▸ **SELECTED PASSAGE**
╔══

Good security procedures for Kubernetes operators - Course Monster Blog

What are Kubernetes Operators?

A Kubernetes operator is a way to package, deploy, and manage a Kubernetes application. A Kubernetes application is deployed on Kubernetes and managed using the Kubernetes API. Operators automate the management of applications or service life cycles on behalf of a human operator, allowing for automation at every level of the stack—from managing the platform’s components to managed services.

For faster installation and more frequent, robust upgrades, engineering teams may use the power of Operators, which provide autonomous administration by exposing settings directly through Kubernetes objects. In addition to the platform management automation benefits for Operators, Red Hat OpenShift makes it easy to identify, deploy, and manage Operators operating on clusters.

Using Operators in Red Hat OpenShift

OpenShift is an enterprise Kubernetes platform for managing hybrid cloud installations that include full-stack automated operations.

The integrated OperatorHub, a register of operators from various software companies and open source projects, is included in Red Hat OpenShift. The OperatorHub allows you to browse and install a library of operators that have been confirmed to operate with Red Hat OpenShift and packaged for simpler lifecycle management.

Depending on the objective, OpenShift provides two distinct mechanisms for managing operators:

Platform Operators, They are handled by the Cluster Version Operator (CVO) and are installed by default to conducting cluster functions
Add-on Operators, which are controlled by Operator Lifecycle Manager (OLM) can be made available for usage in user applications.

Furthermore, appropriately privileged individuals can manage operators using other ways, such as YAML files or helm charts.

Why is security important to Operators?

Operators are being used by more engineering teams to deploy in production settings. While the full potential of Operators has yet to be realized, it is critical not to lose sight of the benefits of incorporating more secure code and procedures as early in the development process as feasible.

╚══

▸ **PROVIDED MATERIAL**
╔══

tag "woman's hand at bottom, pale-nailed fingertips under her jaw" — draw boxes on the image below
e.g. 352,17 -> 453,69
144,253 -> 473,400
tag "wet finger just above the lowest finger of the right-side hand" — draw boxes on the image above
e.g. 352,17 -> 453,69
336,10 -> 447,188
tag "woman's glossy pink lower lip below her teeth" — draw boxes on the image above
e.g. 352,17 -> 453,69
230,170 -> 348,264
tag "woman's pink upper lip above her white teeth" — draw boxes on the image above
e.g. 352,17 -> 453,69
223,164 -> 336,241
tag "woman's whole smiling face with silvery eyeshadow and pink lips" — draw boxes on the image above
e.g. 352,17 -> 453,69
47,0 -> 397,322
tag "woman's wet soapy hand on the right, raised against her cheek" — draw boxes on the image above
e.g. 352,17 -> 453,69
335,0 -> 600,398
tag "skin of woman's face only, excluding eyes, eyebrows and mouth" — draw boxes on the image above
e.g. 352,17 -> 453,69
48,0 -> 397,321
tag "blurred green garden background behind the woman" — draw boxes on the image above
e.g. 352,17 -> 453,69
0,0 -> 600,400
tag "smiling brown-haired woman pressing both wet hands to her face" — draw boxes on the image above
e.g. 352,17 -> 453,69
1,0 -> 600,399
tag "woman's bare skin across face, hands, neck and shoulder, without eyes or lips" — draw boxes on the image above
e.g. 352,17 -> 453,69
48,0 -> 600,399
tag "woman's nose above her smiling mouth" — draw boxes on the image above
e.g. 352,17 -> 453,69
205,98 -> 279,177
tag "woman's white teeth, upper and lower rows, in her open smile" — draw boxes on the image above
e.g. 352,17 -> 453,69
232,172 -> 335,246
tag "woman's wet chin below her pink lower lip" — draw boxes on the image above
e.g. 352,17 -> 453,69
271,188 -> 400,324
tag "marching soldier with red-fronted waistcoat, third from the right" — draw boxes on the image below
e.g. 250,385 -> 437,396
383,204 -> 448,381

╚══
╔══

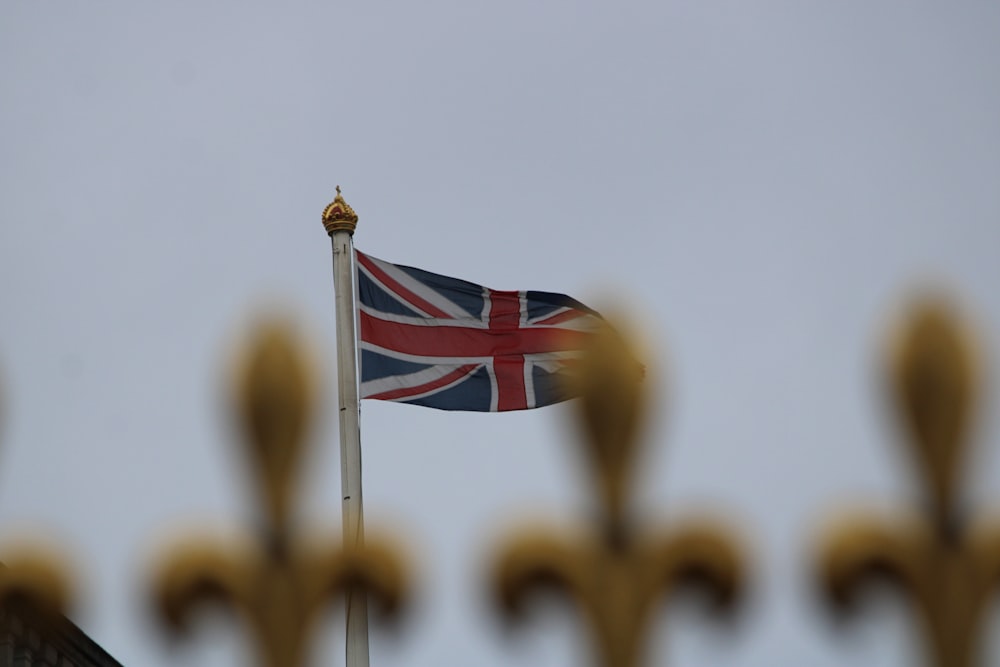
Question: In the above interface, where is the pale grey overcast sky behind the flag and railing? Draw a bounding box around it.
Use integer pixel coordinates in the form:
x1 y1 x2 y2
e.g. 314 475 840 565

╚══

▸ **INSTRUCTIONS TO FOLLOW**
Answer these questions about the text on Kubernetes operators.
1. How is a Kubernetes application deployed and managed?
2. Which component controls Add-on Operators in OpenShift?
3. What two other ways can appropriately privileged individuals use to manage operators?

▸ **ANSWER BOX**
1. It is deployed on Kubernetes and managed using the Kubernetes API.
2. The Operator Lifecycle Manager (OLM).
3. YAML files or helm charts.